DATA PROVIDED:

·····

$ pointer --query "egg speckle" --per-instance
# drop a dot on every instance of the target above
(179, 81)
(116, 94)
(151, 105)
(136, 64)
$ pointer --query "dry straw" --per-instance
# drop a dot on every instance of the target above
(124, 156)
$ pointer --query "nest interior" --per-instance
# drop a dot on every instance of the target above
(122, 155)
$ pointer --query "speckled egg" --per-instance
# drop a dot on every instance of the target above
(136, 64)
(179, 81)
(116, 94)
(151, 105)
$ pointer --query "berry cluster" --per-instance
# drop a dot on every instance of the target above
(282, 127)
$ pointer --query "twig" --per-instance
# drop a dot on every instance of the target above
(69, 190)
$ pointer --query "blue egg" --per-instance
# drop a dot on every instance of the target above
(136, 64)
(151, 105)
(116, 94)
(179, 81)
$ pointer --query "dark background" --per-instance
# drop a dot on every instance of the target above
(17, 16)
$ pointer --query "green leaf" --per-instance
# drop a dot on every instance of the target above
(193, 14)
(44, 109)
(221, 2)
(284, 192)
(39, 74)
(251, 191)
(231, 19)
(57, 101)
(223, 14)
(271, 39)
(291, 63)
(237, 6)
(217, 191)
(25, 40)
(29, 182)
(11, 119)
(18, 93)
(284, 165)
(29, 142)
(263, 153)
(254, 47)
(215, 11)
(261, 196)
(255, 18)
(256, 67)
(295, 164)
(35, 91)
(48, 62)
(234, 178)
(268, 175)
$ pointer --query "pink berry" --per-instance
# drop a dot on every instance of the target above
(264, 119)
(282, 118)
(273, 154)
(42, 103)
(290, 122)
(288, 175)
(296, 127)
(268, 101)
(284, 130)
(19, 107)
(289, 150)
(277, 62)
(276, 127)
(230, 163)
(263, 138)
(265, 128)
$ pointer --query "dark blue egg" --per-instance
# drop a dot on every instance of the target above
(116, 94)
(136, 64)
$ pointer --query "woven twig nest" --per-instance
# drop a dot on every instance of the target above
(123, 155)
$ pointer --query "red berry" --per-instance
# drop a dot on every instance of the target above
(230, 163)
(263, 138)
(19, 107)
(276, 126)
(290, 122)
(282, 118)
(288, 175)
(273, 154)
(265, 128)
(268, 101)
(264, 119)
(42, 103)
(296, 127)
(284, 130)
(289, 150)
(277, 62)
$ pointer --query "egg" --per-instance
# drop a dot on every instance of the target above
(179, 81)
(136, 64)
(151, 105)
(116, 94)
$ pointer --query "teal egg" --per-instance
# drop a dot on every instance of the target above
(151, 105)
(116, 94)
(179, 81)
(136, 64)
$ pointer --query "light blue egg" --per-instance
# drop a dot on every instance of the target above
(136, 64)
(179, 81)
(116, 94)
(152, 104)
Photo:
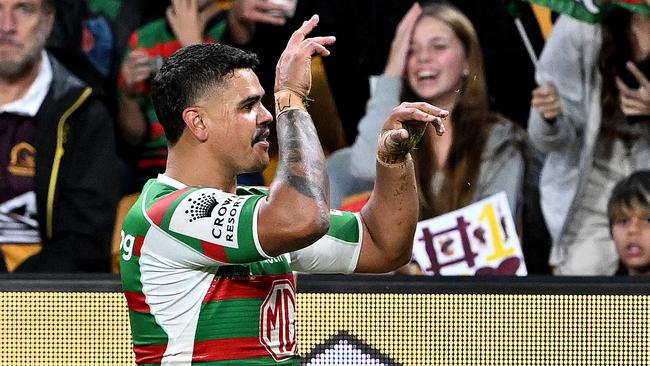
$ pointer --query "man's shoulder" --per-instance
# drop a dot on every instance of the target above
(252, 191)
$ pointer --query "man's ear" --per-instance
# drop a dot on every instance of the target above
(194, 122)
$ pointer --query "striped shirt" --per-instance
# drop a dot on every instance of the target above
(201, 290)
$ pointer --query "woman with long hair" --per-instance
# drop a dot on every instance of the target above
(591, 115)
(435, 57)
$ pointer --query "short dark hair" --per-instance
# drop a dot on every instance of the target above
(190, 74)
(630, 193)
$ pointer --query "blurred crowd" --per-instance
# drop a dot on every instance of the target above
(566, 137)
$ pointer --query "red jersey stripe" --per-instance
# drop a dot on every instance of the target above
(137, 248)
(251, 287)
(228, 349)
(136, 302)
(157, 211)
(149, 354)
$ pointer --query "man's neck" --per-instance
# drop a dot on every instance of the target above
(14, 88)
(189, 170)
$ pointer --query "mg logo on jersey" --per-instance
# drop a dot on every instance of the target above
(278, 320)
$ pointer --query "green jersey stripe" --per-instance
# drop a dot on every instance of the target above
(148, 331)
(214, 325)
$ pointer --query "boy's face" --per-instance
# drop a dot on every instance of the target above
(631, 235)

·····

GOAL OF THE EXERCISE: Looking at the records above, work out how many lines hold "dark" and write only that number.

SOLUTION: 3